- _Records supplied_:

= = = = = = =

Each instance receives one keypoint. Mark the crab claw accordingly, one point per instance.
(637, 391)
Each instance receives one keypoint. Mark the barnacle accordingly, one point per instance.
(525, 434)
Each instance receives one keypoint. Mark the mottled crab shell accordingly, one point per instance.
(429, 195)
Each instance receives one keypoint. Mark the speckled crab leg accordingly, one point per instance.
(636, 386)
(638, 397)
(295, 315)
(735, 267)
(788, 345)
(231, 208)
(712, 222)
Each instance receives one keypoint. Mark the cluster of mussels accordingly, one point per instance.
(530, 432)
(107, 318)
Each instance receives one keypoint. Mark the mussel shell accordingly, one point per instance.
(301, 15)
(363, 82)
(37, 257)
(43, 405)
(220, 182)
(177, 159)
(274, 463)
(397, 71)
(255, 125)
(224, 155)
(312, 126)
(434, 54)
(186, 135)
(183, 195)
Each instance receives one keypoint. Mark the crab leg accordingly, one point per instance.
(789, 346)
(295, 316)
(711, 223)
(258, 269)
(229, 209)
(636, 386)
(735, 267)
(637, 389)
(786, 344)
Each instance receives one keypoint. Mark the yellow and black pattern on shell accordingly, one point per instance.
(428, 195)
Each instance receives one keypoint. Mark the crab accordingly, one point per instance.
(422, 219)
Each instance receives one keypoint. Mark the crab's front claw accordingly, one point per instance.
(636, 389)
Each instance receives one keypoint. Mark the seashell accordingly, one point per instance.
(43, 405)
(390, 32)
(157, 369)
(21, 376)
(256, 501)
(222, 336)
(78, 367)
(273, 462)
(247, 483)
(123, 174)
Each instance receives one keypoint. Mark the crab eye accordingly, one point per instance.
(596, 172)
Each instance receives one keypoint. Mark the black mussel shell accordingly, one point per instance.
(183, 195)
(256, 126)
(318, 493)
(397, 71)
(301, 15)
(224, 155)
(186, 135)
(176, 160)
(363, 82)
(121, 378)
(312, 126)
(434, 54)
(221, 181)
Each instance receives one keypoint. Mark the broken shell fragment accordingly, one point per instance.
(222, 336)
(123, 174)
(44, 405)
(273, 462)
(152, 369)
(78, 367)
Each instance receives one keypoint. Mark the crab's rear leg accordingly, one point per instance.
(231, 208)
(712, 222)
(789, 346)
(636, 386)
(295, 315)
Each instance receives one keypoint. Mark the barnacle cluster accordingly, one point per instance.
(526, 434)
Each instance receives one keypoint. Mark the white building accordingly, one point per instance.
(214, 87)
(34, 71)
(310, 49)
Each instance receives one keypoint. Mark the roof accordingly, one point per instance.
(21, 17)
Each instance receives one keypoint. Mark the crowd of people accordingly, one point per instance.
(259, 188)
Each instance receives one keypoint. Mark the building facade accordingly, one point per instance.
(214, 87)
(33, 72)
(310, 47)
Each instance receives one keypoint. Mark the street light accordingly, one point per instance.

= = = = = = =

- _Task brief_: Copy verbatim the lines of the material from the line containing "Each instance receives one keypoint. Mark the building" up to and including the final line of the material.

- _Response_:
Each instance receives one keypoint. Mark the building facade accordingly, one point per instance.
(214, 87)
(33, 72)
(310, 47)
Each instance receives one keypoint. Mark the street light accordingly, one point per instance.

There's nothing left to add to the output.